Records from a data source
━━━━━━

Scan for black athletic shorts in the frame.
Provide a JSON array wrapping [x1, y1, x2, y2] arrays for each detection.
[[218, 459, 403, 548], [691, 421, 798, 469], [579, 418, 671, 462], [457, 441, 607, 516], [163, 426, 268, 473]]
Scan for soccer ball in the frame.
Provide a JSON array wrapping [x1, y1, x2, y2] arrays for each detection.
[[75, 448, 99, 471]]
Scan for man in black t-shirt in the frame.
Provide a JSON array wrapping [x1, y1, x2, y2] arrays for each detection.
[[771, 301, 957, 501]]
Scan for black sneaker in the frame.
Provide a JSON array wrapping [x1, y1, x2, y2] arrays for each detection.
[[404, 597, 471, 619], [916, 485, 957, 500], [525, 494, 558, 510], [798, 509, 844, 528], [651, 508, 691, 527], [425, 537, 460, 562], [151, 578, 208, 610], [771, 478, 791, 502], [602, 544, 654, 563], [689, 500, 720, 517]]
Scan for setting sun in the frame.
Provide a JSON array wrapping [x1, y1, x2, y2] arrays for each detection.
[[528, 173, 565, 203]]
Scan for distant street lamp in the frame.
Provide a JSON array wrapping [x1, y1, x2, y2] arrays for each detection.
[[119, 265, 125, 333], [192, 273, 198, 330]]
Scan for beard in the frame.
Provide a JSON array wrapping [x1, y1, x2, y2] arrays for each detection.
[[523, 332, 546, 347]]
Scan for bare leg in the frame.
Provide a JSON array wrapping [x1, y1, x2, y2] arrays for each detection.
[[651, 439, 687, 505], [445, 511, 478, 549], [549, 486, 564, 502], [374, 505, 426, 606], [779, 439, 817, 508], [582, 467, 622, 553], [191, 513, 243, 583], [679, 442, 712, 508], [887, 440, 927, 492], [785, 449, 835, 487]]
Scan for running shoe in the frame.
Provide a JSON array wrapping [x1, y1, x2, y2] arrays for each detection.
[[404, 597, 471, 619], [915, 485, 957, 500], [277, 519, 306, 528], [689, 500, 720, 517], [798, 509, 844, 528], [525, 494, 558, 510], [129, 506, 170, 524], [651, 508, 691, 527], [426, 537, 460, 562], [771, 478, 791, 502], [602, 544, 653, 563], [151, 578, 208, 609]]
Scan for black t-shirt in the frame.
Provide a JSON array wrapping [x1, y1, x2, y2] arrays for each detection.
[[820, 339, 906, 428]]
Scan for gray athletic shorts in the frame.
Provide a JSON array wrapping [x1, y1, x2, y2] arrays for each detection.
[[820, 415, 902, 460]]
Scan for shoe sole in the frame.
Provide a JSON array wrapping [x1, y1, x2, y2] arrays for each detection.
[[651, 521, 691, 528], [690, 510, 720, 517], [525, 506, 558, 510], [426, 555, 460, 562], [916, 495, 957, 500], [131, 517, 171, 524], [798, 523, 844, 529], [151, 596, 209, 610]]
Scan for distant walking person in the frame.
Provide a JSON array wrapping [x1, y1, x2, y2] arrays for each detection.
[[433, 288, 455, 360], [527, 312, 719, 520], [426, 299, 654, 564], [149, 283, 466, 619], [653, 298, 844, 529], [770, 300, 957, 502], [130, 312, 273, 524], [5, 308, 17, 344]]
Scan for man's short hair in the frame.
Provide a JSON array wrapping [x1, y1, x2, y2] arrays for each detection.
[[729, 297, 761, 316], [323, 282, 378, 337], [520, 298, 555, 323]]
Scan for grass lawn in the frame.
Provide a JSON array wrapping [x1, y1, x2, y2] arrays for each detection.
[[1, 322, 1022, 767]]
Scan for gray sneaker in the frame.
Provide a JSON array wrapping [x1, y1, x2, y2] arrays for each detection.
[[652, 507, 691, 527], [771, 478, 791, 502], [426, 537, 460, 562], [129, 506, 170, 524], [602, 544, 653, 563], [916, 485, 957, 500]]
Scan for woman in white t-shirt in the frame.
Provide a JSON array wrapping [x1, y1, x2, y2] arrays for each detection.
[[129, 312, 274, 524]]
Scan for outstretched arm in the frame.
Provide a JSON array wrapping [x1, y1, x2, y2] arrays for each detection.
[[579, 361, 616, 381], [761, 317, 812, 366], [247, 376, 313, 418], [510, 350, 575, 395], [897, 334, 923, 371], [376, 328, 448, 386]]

━━━━━━

**Exercise brief:** Reproduce each line from the records that contains the word "gray".

**Result below:**
Scan for gray athletic shorts in the frame.
Scan for gray sneaker in the frame.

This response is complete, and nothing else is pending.